DIRECTIVE 1: Can you gather every line of the records below that contains the string "dark"?

SOURCE EXCERPT:
-------

How to open two or more trees using ROOT::RDF::Experimental::FromSpec?


_ROOT Version: 6.30/04
_Platform: AlmaLinux 9.2 x86_64
_Compiler: (not sure, using conda version)


Hello,
I am using the ROOT::RDF::Experimental::FromSpec method to read multiple samples from a JSON file. It’s useful because I am defining different luminosities and cross sections per sample. All my files have the same TTree structure. I would like to load two trees at once (“Events”, “Runs”). But the example provided in the documentation really seems to mean that you can load N different trees from N different files, which is different from my purpose. Is there a way to open two or more trees of the same name from multiple files using this method?

I guess @vpadulan can help you.

Hi @kyoon,

it is just an example - you can use the same treenames for different filenames for your different samples.

Cheers,
Marta

Hi @mczurylo,

If I do that, for example, provide two entries in the list of “trees” in the json file, I get the following error.

cppyy.gbl.std.logic_error: ROOT::RDataFrame ROOT::RDF::Experimental::FromSpec(const string& jsonFile) =>
logic_error: Mismatch between number of trees and file globs.

Hi @kyoon,

Could you share what does your JSON file look like?

Cheers,
Marta

It’s a very long file due to the number of root files, so I will instead share the basic structure.

“samples”: {
“name_of_sample”: {
“trees”: [
“Events”, “Runs”
],
“files”: [
“file1.root”,
“file2.root”,
“file3.root”,

],
“metadata”: {
“xsec”: 1.234,
“lumi”: 1.234,
“sample_category”: “MC_BKG”

-------

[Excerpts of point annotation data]

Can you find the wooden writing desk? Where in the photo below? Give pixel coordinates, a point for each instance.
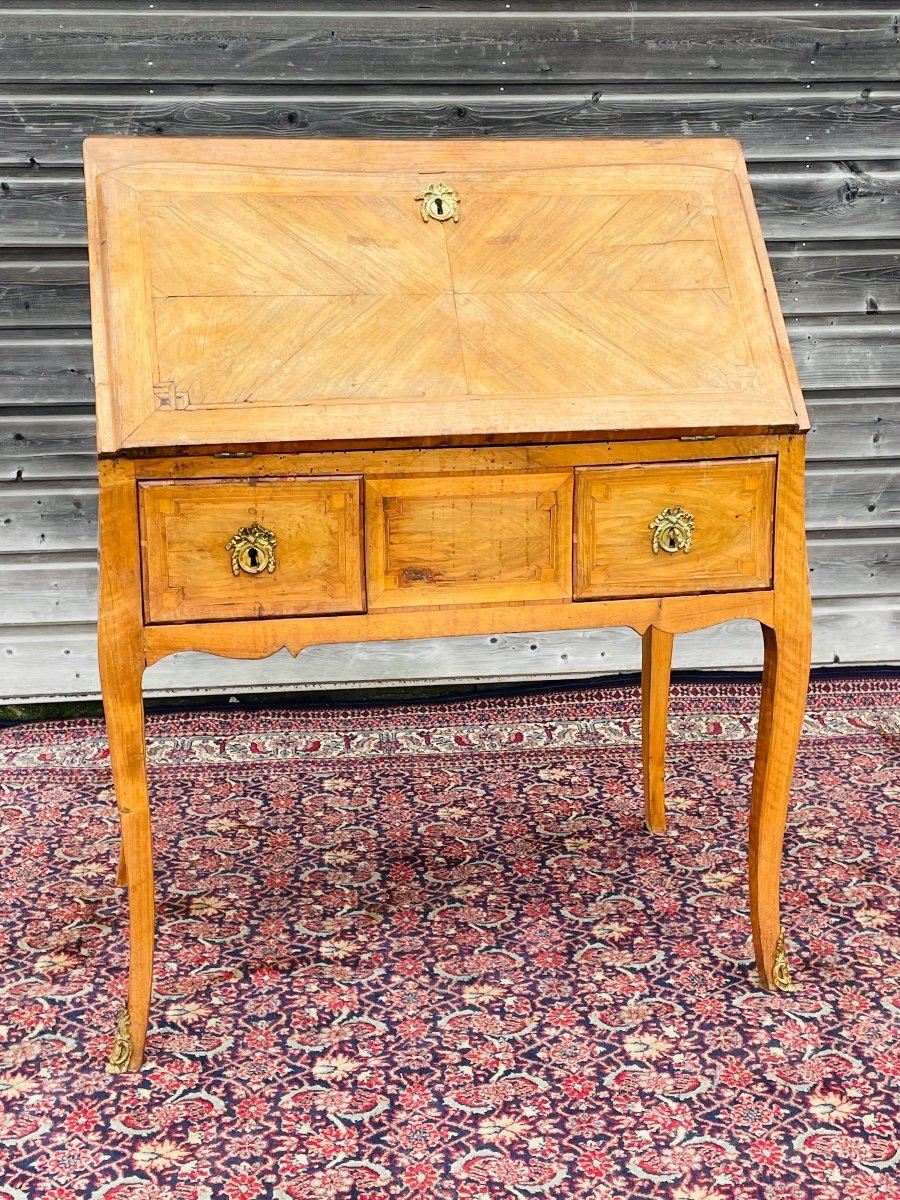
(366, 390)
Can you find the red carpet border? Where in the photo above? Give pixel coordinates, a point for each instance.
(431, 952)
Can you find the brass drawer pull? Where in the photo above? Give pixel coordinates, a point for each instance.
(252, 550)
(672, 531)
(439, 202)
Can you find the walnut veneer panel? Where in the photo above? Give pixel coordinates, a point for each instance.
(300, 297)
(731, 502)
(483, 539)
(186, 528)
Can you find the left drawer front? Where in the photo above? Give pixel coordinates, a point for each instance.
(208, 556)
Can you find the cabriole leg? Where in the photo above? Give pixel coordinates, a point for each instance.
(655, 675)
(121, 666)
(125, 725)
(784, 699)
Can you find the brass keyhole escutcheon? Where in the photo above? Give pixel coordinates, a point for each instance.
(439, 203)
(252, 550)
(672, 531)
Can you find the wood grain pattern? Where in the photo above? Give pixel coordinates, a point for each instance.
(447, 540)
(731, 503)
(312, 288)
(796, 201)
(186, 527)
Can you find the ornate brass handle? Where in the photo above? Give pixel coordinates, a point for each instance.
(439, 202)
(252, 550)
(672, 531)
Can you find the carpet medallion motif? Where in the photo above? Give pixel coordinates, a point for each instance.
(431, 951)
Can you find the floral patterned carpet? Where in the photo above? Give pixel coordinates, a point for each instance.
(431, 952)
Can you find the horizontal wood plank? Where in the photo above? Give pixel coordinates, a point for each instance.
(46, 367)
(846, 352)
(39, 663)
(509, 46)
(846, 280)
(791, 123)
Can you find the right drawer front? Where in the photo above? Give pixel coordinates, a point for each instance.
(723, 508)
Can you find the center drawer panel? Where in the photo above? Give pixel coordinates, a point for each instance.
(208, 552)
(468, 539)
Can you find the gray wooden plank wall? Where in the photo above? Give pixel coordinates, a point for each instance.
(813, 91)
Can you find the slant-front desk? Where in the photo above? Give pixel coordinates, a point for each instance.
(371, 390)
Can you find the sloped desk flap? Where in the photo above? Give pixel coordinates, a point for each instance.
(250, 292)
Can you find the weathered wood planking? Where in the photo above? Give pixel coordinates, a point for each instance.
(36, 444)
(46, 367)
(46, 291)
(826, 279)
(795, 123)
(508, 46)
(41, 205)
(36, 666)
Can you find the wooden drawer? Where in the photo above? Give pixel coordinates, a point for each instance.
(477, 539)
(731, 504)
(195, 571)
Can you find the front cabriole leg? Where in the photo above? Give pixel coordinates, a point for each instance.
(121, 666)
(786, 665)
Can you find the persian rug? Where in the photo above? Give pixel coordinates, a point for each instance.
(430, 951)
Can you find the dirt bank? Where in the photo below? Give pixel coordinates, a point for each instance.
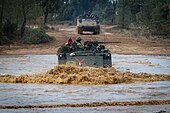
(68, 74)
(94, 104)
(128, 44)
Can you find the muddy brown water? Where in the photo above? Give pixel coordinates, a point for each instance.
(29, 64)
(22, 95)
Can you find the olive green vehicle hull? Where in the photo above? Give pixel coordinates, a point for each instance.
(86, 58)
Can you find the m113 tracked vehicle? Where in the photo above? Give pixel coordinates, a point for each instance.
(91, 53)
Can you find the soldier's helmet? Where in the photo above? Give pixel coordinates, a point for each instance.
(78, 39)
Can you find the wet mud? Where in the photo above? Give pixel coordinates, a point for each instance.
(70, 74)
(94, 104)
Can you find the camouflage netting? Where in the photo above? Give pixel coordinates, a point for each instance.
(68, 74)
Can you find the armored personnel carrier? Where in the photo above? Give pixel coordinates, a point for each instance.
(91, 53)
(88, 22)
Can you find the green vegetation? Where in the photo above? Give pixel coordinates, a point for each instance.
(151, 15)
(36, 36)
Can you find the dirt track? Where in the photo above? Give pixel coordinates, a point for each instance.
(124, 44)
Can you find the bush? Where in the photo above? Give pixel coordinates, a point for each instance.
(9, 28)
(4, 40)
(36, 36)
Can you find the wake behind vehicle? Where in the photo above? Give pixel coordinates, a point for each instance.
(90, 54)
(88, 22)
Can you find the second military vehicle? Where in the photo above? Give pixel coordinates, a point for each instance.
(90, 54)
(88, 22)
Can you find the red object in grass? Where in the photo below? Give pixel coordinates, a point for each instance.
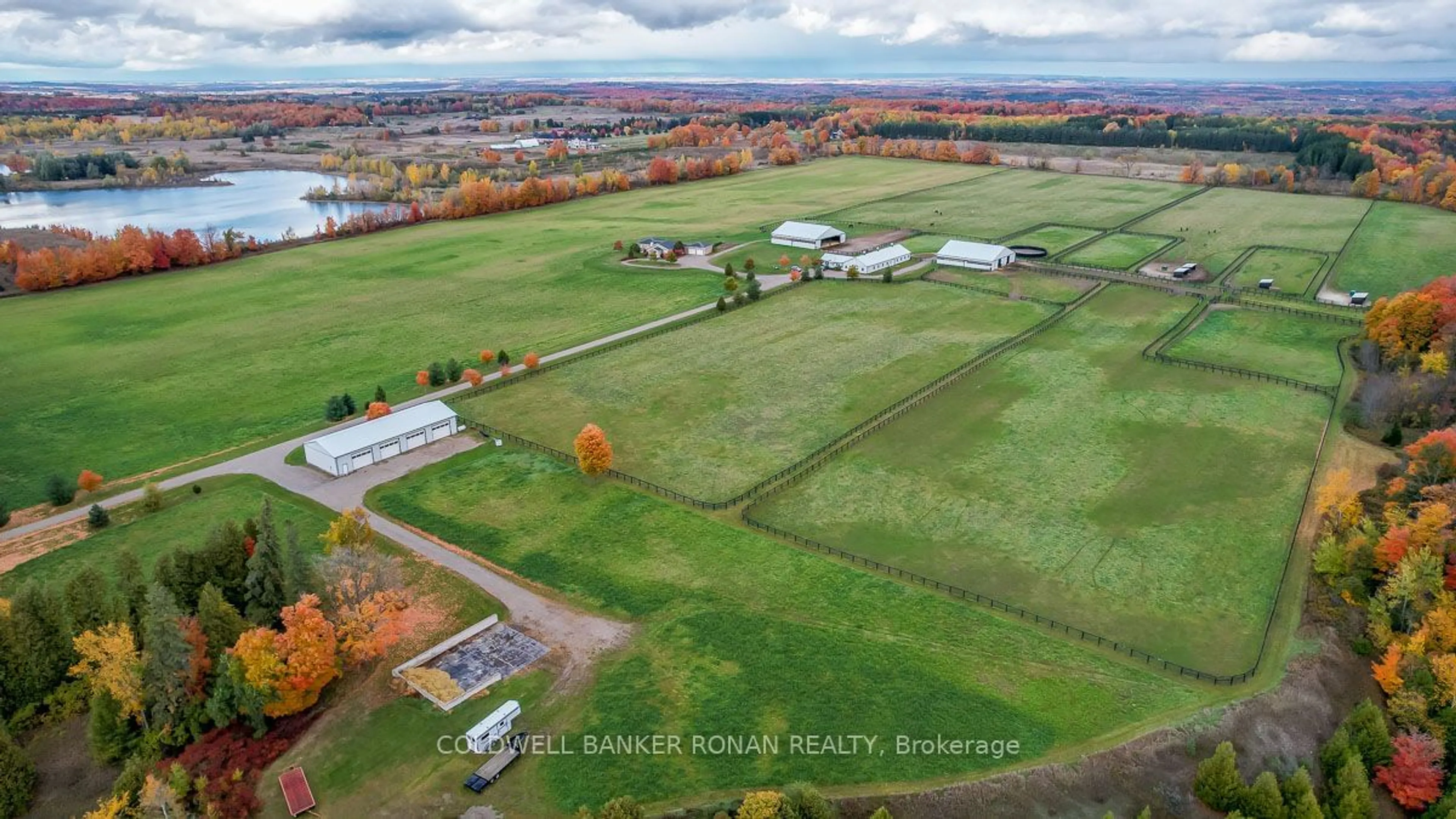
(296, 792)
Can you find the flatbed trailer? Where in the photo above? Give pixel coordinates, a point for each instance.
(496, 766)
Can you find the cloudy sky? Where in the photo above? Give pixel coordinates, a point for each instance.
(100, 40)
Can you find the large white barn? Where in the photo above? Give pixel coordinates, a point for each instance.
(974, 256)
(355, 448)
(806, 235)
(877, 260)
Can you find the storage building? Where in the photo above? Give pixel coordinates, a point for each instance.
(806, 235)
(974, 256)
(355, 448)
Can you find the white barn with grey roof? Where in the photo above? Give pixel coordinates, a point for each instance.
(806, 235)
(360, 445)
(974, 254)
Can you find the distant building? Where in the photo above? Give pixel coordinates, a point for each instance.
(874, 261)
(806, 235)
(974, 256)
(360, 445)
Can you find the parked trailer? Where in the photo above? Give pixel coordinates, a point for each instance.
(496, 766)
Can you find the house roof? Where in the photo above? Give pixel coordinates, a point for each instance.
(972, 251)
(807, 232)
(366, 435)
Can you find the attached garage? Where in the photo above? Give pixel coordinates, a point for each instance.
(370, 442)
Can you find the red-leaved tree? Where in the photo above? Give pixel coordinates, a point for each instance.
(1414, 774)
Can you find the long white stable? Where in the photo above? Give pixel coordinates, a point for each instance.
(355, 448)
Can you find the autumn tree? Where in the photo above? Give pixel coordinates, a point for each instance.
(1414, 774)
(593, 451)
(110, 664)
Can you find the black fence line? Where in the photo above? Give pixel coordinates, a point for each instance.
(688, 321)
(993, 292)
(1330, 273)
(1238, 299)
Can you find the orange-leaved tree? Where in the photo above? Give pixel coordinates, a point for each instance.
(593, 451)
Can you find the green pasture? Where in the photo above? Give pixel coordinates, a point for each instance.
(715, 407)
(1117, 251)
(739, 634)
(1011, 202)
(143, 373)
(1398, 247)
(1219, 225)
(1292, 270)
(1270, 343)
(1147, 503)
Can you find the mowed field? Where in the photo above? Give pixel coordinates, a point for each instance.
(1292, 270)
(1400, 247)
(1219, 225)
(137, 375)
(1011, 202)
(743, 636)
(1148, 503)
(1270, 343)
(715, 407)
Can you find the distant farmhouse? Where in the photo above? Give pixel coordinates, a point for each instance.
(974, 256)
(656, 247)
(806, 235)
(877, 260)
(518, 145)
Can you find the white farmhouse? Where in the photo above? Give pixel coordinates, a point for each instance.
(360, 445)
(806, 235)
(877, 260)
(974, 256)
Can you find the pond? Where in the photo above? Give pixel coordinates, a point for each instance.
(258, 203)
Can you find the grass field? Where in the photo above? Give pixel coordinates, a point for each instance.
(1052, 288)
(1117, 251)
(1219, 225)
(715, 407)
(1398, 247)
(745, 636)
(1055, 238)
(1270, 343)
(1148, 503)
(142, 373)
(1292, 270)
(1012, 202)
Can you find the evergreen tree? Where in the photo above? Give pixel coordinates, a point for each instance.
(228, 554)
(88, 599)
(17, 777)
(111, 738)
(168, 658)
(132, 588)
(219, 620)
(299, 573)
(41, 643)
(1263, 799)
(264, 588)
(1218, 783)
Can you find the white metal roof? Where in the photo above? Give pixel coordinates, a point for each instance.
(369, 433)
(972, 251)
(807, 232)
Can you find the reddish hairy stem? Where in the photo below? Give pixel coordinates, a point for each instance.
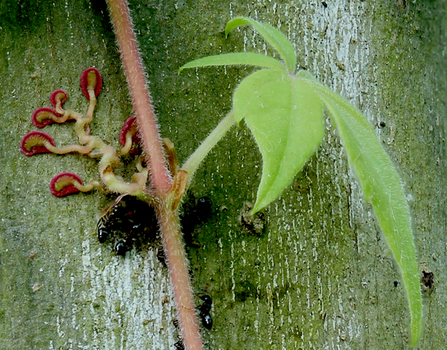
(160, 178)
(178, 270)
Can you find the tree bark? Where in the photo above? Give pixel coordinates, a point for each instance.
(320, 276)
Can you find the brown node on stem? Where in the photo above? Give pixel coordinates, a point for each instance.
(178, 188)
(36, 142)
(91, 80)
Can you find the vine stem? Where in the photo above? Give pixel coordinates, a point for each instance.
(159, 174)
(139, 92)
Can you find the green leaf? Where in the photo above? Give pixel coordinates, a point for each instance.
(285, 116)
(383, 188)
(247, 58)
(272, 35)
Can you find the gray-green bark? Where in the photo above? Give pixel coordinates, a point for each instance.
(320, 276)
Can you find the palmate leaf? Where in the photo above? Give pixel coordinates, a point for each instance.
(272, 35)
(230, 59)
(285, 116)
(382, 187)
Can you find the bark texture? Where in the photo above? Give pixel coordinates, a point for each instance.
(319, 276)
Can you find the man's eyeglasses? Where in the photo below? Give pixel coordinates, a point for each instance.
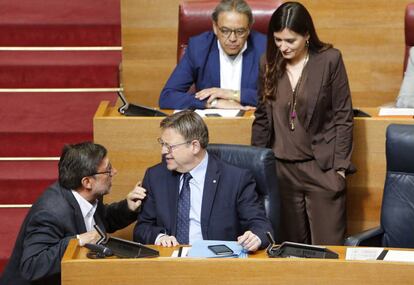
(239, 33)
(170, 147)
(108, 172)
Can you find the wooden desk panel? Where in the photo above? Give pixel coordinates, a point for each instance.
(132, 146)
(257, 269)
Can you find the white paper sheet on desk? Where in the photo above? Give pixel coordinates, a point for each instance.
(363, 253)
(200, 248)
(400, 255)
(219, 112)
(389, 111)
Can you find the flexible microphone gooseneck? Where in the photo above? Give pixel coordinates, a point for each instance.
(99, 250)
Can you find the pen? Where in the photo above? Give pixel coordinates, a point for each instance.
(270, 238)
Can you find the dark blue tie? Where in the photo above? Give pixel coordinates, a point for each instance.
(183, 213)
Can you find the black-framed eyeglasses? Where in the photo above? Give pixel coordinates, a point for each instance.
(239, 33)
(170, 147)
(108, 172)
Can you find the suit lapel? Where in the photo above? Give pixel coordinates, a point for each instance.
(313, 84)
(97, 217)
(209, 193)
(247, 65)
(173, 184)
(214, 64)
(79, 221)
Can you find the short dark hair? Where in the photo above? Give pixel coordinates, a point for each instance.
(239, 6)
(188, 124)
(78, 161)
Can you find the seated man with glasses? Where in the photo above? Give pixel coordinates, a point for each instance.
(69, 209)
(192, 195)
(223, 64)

-------

DIRECTIVE 2: Could you proceed with the forum thread above about loading several trees through ROOT's FromSpec, picking up right after its last line?

FINAL RESULT 1:
Can you find the dark blue tie? Where in the photo above? Give pixel coordinates, a point for each instance.
Can you find the short dark hair? Where in the photo above? Give pixel coordinates, a point for each instance.

FINAL RESULT 2:
}
}
}
}

Hi @kyoon,

at this stage such a processing is indeed not allowed. If you had just one tree that is the same in the three files, this would work. The problem here is the concatenation of the two trees “Events” and “Runs” horizontally. To potentially help you more, I would need to know what exactly are the “Events” and “Runs” trees, are they aligned - as in would they have the same rows? (I doubt this is the case but maybe I am wrong).

Cheers,
Marta

Hi @mczurylo,

The “Events” tree contains all the physics information as the name indicates, while the “Runs” tree contains summary information like the sum of MC weights. Indeed, they have different rows.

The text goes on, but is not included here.